= Tarefas =
1. De acordo com o trecho sobre as periferias urbanas, como é construída a maioria das residências nessas áreas?
2. Transcreva fielmente, do trecho sobre as periferias urbanas, tudo o que vai de "Assim, o Estado" até "ampliado do capital.".
3. Dê continuidade ao trecho sobre as periferias urbanas a partir da última frase apresentada.

= Trecho =

Conforme é colocado por Paviani (2002) as periferias são a materialização, a forma espacial de mecanismos de exclusão e segregação sociais, tais como as habitações precárias e insuficientes, a ausência de infraestrutura etc. Essas áreas abrigam inúmeros loteamentos irregulares, ou até mesmo clandestinos, que não obedecem as exigências legais em vigor. São áreas com baixo ou nenhum investimento em infraestruturas, reduzido número de equipamentos privados e públicos, revelando a ausência do poder público. As residências são, em sua maioria, construídas em regime de mutirão, sem orientação ou assessoria técnica.[2] Essas características revelam o declínio da qualidade de vida das populações que são levadas a ocupar essas áreas enquanto que “a maioria dos investimentos públicos é voltada para os bairros de classe de mais alta renda” (NEGRI, 2008, p.136)

Kowarick (2000) ressalta o papel que o Estado cumpre no processo de exclusão. Segundo o autor, o Estado é o principal investidor que injeta no tecido urbano melhorias que são fatores de intensa valorização diferencial da terra. Assim, cumpre função primordial no processo da especulação imobiliária, em que produz zonas da cidade valorizadas para a moradia da classe de maior poder aquisitivo. Conforme é expresso pelo autor, existe uma relação inversamente proporcional entre o preço da terra e o ônus social. Em áreas de alto custo econômico o ônus social é praticamente nulo, enquanto que, nas zonas onde os elementos de infraestrutura de melhorias e serviços urbanos são precários o custo é baixo enquanto que o ônus social é elevado. Segundo ele:

Deve-se dizer que com a chegada de melhorias urbanas em áreas antes desprovidas, eleva-se seu preço econômico à medida que decai seu ônus social. No momento em que ocorre esse processo de valorização, essas áreas, antes acessíveis a faixas de remuneração mais baixa, tendem a expulsar a maioria dos locatários, os proprietários que não puderem pagar o aumento de taxas e impostos, transformando-se em zonas para as camadas melhor remuneradas. (KOWARICK, 2000, p.28)

Assim, o Estado é responsável, principalmente por meio de suas políticas públicas e de sua estrutura de regulação, por desempenhar função primordial na organização socioeconômica do espaço urbano. O Estado prove as condições gerais de produção e garante o processo de reprodução ampliado do capital.

= Material coletado =
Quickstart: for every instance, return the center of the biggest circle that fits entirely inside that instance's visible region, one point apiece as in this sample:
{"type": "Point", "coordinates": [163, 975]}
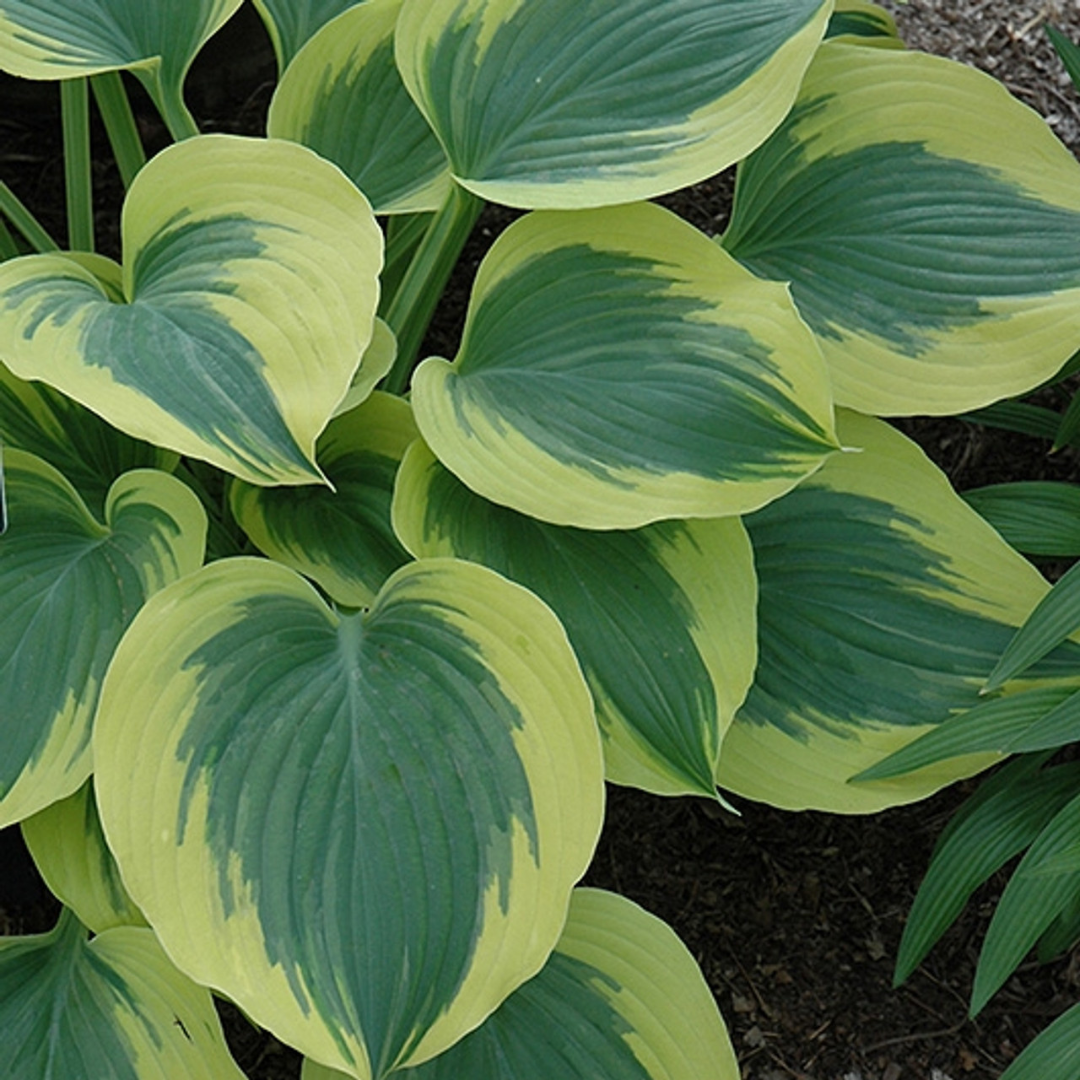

= Respostas por tarefa =
1. Em regime de mutirão, sem orientação ou assessoria técnica.

2.
Assim, o Estado é responsável, principalmente por meio de suas políticas públicas e de sua estrutura de regulação, por desempenhar função primordial na organização socioeconômica do espaço urbano. O Estado prove as condições gerais de produção e garante o processo de reprodução ampliado do capital.

3.
O mercado imobiliário é elemento primordial para o entendimento da segregação sócioespacial. Diversos trabalhos (PACIONE, 2001; ARTHURSON; JACOBS, 2003; LIBERATO, 2007; COUTO, 2011) apresentam essa perspectiva como elemento central nos processos de exclusão sócioespacial. Dessa forma, o espaço em que determinado indivíduo vai se localizar deve concordar ao máximo com aquele socialmente aceito como sendo seu lugar de ocupação, o que leva os pobres para as periferias e os ricos para as áreas valorizadas.

Quem não está inserido no mercado imobiliário formal, somente tem acesso à moradia à margem da cidade. A urbanização brasileira é consequentemente caracterizada pelo permanente e crescente descompasso entre o lento crescimento das cidades e a rápida expansão de suas margens. (COUTO, 2011, p.8)

De acordo com Liberato (2007), a periferia vai abrigar preferencialmente a mão-de-obra que vai atuar na produção econômica da cidade, mas que “esses locais são carentes de benefícios urbanos, não tendo acesso aos bens, aos equipamentos e à própria cidade.” (p.99). De acordo com Moura (1994, p.61): “[...] as chamadas periferias são frutos de uma ação claramente orquestrada por parte de uma fração específica do capital imobiliário que, num determinado momento vislumbra as condições favoráveis para um produto específico: o lote popular.”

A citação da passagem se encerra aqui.